Provided material ->
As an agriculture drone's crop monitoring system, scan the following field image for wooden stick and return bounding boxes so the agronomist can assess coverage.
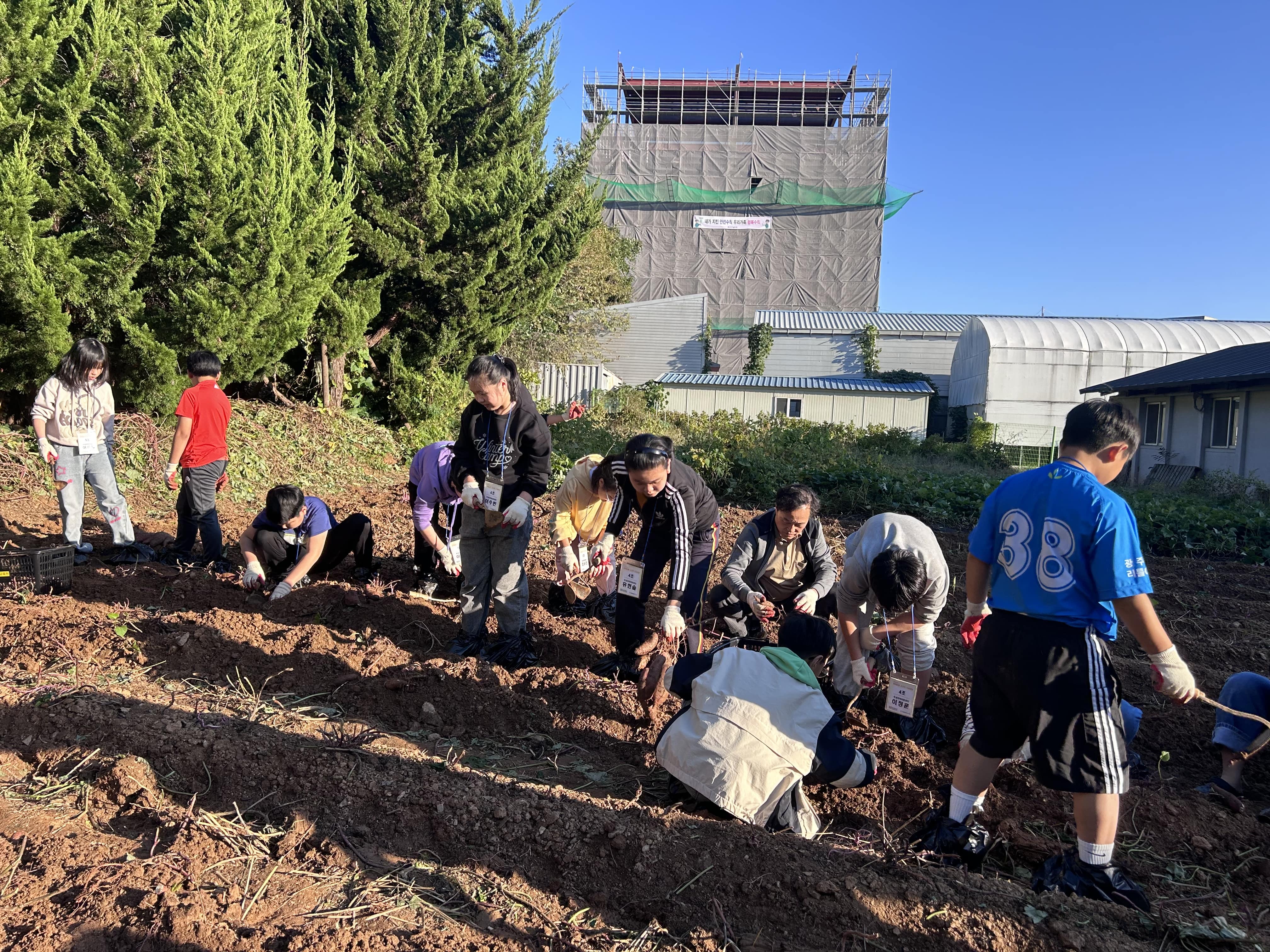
[1195,690,1270,760]
[0,833,27,896]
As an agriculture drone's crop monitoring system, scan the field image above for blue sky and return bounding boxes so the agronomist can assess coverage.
[550,0,1270,320]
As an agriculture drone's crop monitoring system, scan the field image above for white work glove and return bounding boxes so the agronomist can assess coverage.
[794,589,819,614]
[591,532,617,565]
[1147,646,1199,705]
[746,589,776,618]
[437,546,459,575]
[851,658,875,688]
[662,605,688,641]
[559,543,582,579]
[243,562,264,592]
[503,496,531,530]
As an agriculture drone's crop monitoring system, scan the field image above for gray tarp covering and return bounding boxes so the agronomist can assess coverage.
[588,123,886,324]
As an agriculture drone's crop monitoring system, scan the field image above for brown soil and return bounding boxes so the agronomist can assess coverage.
[0,487,1270,952]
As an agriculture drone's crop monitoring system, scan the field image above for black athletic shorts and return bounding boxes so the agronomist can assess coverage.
[970,612,1129,793]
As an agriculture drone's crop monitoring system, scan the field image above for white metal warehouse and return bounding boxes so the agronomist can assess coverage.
[657,373,932,438]
[949,316,1270,445]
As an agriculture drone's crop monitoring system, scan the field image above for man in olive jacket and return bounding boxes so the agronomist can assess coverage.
[710,484,837,637]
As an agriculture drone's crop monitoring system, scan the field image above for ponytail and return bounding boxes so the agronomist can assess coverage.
[591,453,622,492]
[464,354,521,387]
[622,433,674,472]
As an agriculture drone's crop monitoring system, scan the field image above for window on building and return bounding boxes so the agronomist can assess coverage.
[1142,404,1164,447]
[776,397,803,419]
[1209,397,1239,447]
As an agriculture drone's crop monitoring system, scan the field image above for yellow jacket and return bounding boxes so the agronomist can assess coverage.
[551,453,613,545]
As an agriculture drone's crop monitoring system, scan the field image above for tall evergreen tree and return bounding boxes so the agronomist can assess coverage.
[127,0,352,411]
[297,0,599,418]
[0,0,164,392]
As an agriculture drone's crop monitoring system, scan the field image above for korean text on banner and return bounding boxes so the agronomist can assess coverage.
[692,214,772,230]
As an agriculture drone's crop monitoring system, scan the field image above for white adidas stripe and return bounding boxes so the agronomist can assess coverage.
[1084,626,1128,793]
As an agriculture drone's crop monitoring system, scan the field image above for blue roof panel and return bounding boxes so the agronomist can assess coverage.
[654,373,935,394]
[754,310,1203,334]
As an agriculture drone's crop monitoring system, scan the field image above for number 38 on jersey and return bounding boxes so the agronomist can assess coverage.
[997,509,1076,592]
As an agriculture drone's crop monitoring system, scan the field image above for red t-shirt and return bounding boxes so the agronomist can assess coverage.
[176,380,230,467]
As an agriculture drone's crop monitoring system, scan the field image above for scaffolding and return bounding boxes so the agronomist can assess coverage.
[582,64,890,127]
[583,64,908,332]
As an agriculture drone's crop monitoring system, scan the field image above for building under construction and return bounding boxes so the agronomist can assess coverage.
[583,64,909,327]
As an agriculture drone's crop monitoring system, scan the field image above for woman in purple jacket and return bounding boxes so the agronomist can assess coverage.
[409,439,464,595]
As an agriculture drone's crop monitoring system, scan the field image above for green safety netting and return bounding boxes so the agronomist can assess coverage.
[587,175,917,218]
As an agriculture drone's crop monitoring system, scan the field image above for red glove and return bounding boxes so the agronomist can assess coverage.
[961,602,992,651]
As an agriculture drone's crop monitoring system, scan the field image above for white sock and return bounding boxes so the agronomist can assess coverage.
[1076,836,1115,866]
[949,787,987,823]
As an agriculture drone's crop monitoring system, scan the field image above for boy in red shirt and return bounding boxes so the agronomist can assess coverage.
[163,350,234,571]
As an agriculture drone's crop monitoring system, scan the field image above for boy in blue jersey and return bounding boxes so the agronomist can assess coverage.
[919,400,1198,910]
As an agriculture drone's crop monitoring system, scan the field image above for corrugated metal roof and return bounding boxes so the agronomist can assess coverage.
[655,373,935,394]
[754,310,1208,334]
[1081,342,1270,394]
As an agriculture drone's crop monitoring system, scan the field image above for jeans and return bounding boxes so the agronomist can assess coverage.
[171,460,229,562]
[459,512,533,638]
[251,513,375,579]
[613,523,719,655]
[53,444,133,546]
[710,584,838,638]
[1213,672,1270,751]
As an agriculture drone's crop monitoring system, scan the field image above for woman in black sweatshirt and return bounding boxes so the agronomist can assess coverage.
[449,354,551,668]
[592,433,719,680]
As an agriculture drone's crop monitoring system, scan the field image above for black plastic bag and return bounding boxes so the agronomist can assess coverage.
[1033,849,1151,913]
[909,807,992,872]
[891,707,947,754]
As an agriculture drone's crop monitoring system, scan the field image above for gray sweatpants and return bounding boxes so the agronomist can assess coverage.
[459,510,533,637]
[53,443,133,546]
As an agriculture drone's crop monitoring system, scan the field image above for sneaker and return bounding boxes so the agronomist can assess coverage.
[448,632,485,658]
[1033,849,1151,913]
[480,630,540,672]
[591,651,648,682]
[909,806,992,872]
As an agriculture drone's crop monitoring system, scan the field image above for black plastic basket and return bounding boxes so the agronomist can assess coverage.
[0,546,75,595]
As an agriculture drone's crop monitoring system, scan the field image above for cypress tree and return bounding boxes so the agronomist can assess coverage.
[299,0,599,419]
[132,0,352,405]
[0,0,163,394]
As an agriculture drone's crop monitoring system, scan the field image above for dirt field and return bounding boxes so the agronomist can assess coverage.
[0,480,1270,952]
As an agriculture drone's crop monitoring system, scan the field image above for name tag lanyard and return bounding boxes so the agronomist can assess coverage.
[483,409,512,509]
[71,383,99,456]
[881,605,917,717]
[617,496,662,598]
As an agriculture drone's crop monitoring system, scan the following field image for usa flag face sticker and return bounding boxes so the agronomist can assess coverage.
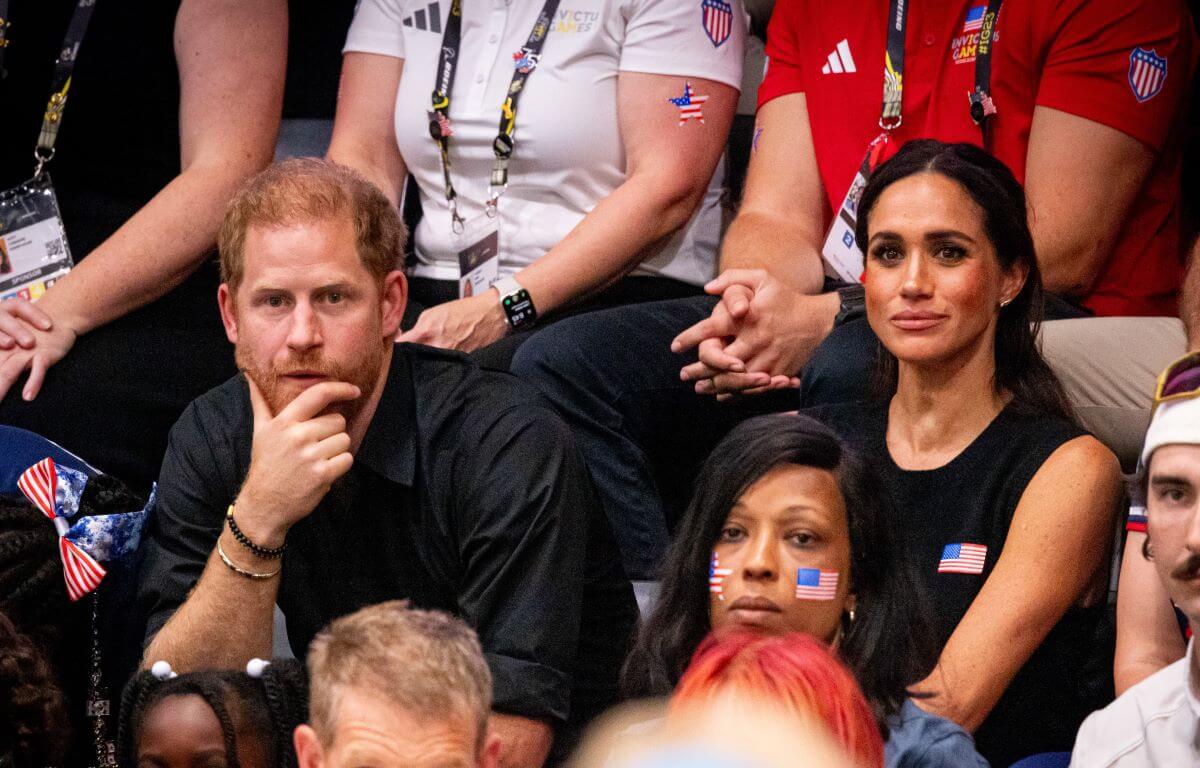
[708,552,733,600]
[667,83,708,125]
[700,0,733,48]
[937,544,988,574]
[1129,48,1166,103]
[796,568,838,600]
[962,5,988,35]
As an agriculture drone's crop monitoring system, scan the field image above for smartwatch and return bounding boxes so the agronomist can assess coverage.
[492,277,538,331]
[833,283,866,328]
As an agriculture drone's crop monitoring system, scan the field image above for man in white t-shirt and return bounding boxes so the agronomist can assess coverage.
[1075,362,1200,768]
[329,0,745,352]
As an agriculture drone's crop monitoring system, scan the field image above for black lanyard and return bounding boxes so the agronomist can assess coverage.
[970,0,1002,149]
[0,0,97,179]
[429,0,559,232]
[880,0,1002,148]
[0,0,12,78]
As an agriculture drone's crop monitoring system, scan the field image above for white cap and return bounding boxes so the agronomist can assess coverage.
[1141,397,1200,468]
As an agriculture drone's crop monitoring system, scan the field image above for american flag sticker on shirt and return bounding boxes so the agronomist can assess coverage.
[700,0,733,48]
[937,544,988,574]
[667,83,708,125]
[708,552,733,595]
[1129,48,1166,104]
[796,568,838,600]
[962,5,988,35]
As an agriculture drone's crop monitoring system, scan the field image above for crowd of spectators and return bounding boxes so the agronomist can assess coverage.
[0,0,1200,768]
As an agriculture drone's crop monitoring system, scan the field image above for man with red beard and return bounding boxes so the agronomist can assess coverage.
[140,158,636,766]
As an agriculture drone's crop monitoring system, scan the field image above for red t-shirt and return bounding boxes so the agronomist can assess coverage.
[758,0,1196,314]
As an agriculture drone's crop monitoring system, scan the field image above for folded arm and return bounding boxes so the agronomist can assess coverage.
[914,437,1121,731]
[401,72,738,350]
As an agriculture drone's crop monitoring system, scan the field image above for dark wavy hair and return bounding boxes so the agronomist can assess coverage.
[622,414,934,730]
[118,659,308,768]
[854,139,1074,421]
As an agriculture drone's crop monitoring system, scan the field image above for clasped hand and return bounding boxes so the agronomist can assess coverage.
[671,269,835,400]
[0,299,77,400]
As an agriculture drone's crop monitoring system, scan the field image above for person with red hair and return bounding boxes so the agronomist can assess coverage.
[670,630,883,767]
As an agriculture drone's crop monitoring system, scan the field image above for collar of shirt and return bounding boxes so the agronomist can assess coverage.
[355,346,416,486]
[1183,637,1200,720]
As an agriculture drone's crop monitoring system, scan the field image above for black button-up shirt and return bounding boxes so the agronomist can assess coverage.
[140,344,637,722]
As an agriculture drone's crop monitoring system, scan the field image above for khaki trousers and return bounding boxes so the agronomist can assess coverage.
[1040,317,1187,473]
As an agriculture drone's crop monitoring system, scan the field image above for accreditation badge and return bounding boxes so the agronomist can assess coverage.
[455,214,500,299]
[821,132,888,283]
[0,173,73,301]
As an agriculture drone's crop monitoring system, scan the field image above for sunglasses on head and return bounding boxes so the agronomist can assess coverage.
[1151,352,1200,413]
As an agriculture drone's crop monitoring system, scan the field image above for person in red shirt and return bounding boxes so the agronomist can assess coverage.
[514,0,1196,577]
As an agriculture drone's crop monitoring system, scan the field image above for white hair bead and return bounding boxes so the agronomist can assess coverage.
[150,661,179,680]
[246,659,271,679]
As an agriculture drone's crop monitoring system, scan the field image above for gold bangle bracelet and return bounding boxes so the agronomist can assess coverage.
[217,539,283,581]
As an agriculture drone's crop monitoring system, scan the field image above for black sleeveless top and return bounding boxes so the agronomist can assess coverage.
[802,402,1103,766]
[0,0,180,262]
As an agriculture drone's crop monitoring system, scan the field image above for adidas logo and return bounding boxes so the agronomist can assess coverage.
[820,38,858,74]
[403,2,442,35]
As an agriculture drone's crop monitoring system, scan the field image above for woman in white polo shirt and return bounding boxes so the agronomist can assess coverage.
[329,0,745,352]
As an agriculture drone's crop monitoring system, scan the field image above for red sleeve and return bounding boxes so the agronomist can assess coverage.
[1036,0,1196,151]
[758,0,804,107]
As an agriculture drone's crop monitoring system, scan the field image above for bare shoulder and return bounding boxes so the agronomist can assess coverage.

Challenge ->
Render the stretch of the listing above from its start through the line containing "[0,833,27,896]", both ends included, as a Markdown table with the columns Row and Line, numbering each line and skipping blank ones. Leave the pictures out of the table.

Exercise answer ->
| Row | Line |
|---|---|
| 1 | As an agriculture drone's crop monitoring system, scan the following field image for wooden stick and return bounding boxes so the agronomist can assess coverage. |
| 2 | [1195,690,1270,760] |
| 3 | [0,833,27,896] |